» **ページ抜粋**
####
人生の山中にて

なんかあったら、書く

無限な私の有限な部分-ハイドをどのように引き受けるのか-

欲望会議超ポリコレ宣言を、読んでポツポツでてきた事を書いておく。本当にいい本でした。

 

 

犯罪者がいる。DV夫がいる。引きこもりがいる。自殺者がいる。全てのこれらの人たちの延長線上に僕はいると本当に感じている。それは人間だから、という共通点からくる可能性の話ではなく。自分の中にこれらの人になりうる要素をバリバリに感じる。そこに断絶はない。

 


ただ、僕は同時に彼らとは全く違う。それがなんなのか分からなくて不安だった。一歩違えばそのようになるのではないかという不安だ。一つ違いをいえば、当たり前だが、経験が違う。彼らの経験を僕が同じように得ることはできない。自分の中に感じる彼らの持ってるだろう要素を理解することはできても彼らそのものをそっくり理解はできない。

 


一人の人間には無限の可能性がある。例えば、僕の左上の歯だけを切り取れば虫歯。そのトリミングを口にまで広げれば、ぺちゃくちゃうるさい奴。この人間の呼称といえばやまゆーやらゆうすけやらだ。このように細分化するのは無限にできる。ただ、指定したり、評価するときは有限化しなければならない。ぺちゃくちゃうるさいだけでは無限の私を表現できないが、私のしゃべりだけにフォーカスしたらぺちゃくちゃうるさい奴という形容はありうる。

 


僕を有限化すれば、引きこもりも、DV夫も、引きこもりも、自殺も、殺人さえも、全然ある。ある部分をトリミングすれば引きこもりのやまゆーは確かに存在する。ただ、実際に動くのは無限の存在である私だ。無限に表現できる私なのだ。

 


無限の存在である限り、誰にも理解される事は出来ないし、自分自身の傷つきも気づきも行動も誰にも代替可能ではないはずなのだ。もし、代替可能だと感じるのならばそれは自分自身を一時的に有限化して共有できるようにしているからだ。例えば、僕の虫歯が簡単に治療できるのは人間の歯という私の一部として有限化してるからだ。

 


なので僕は彼らの悩みも苦しみも、理解できない。ただ、彼らの有限化された一部分を無限の僕の中の有限化された一部として見ることはできる。そういう意味で、彼らの一部を理解する事は出来る。そして、その中には共通化可能なものもあるだろう。
####
» **入力データ**

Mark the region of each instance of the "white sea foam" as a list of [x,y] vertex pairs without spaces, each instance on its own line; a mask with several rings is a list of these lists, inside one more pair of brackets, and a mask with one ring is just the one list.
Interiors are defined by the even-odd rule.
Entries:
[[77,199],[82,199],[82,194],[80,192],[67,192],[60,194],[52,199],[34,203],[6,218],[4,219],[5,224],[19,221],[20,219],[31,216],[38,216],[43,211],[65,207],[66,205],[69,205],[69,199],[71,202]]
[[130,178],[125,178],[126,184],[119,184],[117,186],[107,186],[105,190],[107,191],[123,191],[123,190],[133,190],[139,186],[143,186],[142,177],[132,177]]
####
» **作業指示**
A. 無限と有限についての文章では、筆者の虫歯が簡単に治療できるのはなぜだとされていますか。
B. 無限と有限についての文章のうち、「ただ、僕は同時に彼らとは全く」から始まり「さい奴という形容はありうる。」で終わる部分を、一字一句変えずに改めて書き出してください。
C. 無限と有限についての文章を、最後の文に続けて書き進めてください。
記録は、無限と有限についての文章とは関係がありません。

» **解答一覧**
A. 人間の歯という「私」の一部として有限化しているからです。

B.
ただ、僕は同時に彼らとは全く違う。それがなんなのか分からなくて不安だった。一歩違えばそのようになるのではないかという不安だ。一つ違いをいえば、当たり前だが、経験が違う。彼らの経験を僕が同じように得ることはできない。自分の中に感じる彼らの持ってるだろう要素を理解することはできても彼らそのものをそっくり理解はできない。

 


一人の人間には無限の可能性がある。例えば、僕の左上の歯だけを切り取れば虫歯。そのトリミングを口にまで広げれば、ぺちゃくちゃうるさい奴。この人間の呼称といえばやまゆーやらゆうすけやらだ。このように細分化するのは無限にできる。ただ、指定したり、評価するときは有限化しなければならない。ぺちゃくちゃうるさいだけでは無限の私を表現できないが、私のしゃべりだけにフォーカスしたらぺちゃくちゃうるさい奴という形容はありうる。

C.
 


ロバート・ルイス・スティーブンのジキルとハイドの物語の中で、ジキルは善良な自分自身の陰にハイドを、見る。そして、ハイドを具現化させるための薬を開発し、二つ目の人格としてのハイドを実際に持ってしまう。善良なジキルと相反する悪業をするハイドを持ってしまうのだ。

 


よく話されるジキルとハイドの比喩は、ジキルの善とハイドの悪との人間の中の二面性を指したものだと思う。ただ、実際の物語の中でのジキルとハイドの関係は比喩の状態とは少し違う。先ほど話したように、ジキルはハイドの要素をも含んだ無限の存在だが、ハイドはジキルから切り離された悪しか持たないジキルの一部、有限な存在だ。だから、ジキルは無限な存在として悩む。苦しむ。そして、最後はハイドに完全に変わりたいという欲望に負ける前にジキルとして自殺する。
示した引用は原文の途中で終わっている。